SELECTION:

□ □ □ □ □ □ □

Go to the grocery store every day. Several of them. Seriously - dankohn1
https://www.washingtonpost.com/outlook/you-should-go-to-the-grocery-store-every-day-several-of-them-seriously/2020/01/02/4632eafa-2c16-11ea-9b60-817cc18cf173_story.html
======
kick
I upmodded this not because the content is good (it's kind of disturbing in
most ways because consumerism-as-comfort is inherently so, though the core
advice is sound), but because it highlights an oddity in publishing I've
noticed recently.

So this person is an executive at an advertising agency (it undersells him
somewhat in the _Post_ 's author's bio box).

What's his motive? He doesn't have to have one, of course, so let's put that
as an option. Does his agency work with consumer goods businesses? You check
their website, and the answer is "yes." So another possibility, then, is that
his agency works with large grocery store chains or similar.

□ □ □ □ □ □ □

ENTRIES:
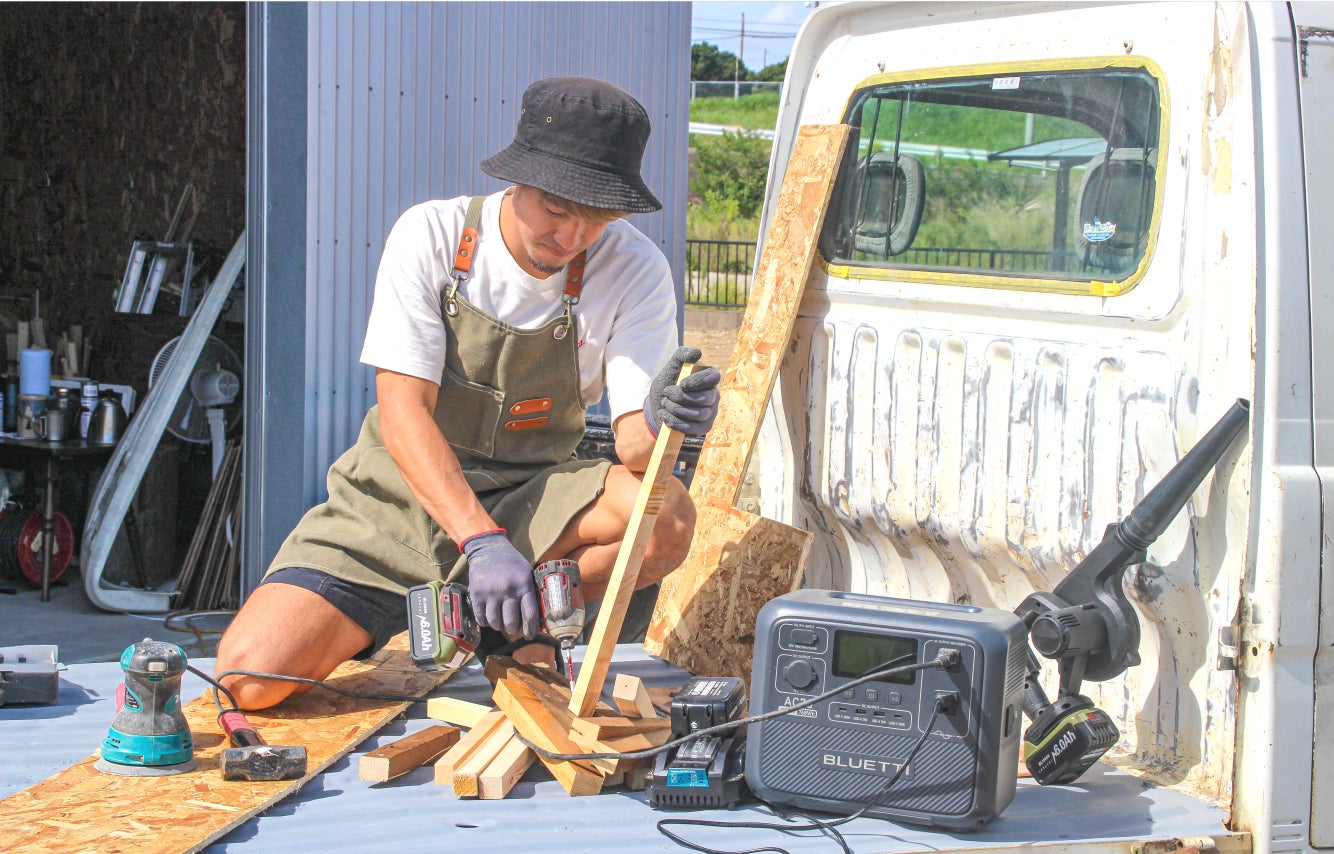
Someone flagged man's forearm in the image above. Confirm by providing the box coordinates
[376,371,496,543]
[612,410,658,471]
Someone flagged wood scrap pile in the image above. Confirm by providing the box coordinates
[358,655,671,801]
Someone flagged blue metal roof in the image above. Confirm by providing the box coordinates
[0,645,1226,854]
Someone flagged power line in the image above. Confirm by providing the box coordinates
[691,27,796,41]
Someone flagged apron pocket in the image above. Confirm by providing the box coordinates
[435,367,504,459]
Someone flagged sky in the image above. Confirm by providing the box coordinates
[691,0,814,71]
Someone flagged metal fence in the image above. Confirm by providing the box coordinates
[690,80,783,100]
[686,239,755,308]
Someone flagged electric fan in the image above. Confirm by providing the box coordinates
[148,336,243,478]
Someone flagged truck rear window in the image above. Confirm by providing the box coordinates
[820,67,1161,295]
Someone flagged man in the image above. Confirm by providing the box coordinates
[217,77,719,709]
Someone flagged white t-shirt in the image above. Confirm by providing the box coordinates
[362,192,676,419]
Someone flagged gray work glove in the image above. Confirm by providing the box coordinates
[644,347,723,436]
[459,531,542,641]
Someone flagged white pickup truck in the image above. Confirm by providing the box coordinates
[751,3,1334,854]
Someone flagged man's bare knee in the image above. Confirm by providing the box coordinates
[213,635,306,711]
[639,478,695,586]
[213,583,372,709]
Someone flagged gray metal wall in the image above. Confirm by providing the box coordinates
[303,3,690,493]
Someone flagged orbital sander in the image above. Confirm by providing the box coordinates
[93,638,196,777]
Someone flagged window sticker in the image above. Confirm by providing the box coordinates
[1085,216,1117,243]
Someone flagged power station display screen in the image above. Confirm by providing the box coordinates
[834,631,918,685]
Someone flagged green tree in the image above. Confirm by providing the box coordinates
[690,133,772,219]
[690,41,754,80]
[755,59,787,83]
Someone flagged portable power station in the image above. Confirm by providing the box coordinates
[746,590,1027,830]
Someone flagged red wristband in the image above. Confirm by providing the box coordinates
[459,528,510,555]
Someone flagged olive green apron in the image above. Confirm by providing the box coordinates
[265,197,610,594]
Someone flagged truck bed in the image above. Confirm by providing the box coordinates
[0,645,1250,854]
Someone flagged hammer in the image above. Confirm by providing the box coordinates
[217,710,305,782]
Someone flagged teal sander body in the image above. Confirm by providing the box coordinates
[95,638,196,777]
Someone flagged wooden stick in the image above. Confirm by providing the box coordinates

□ □ □ □ □ □ □

In the thread about going to the grocery store every day, what job does the commenter say the article's author holds?

He is an executive at an advertising agency.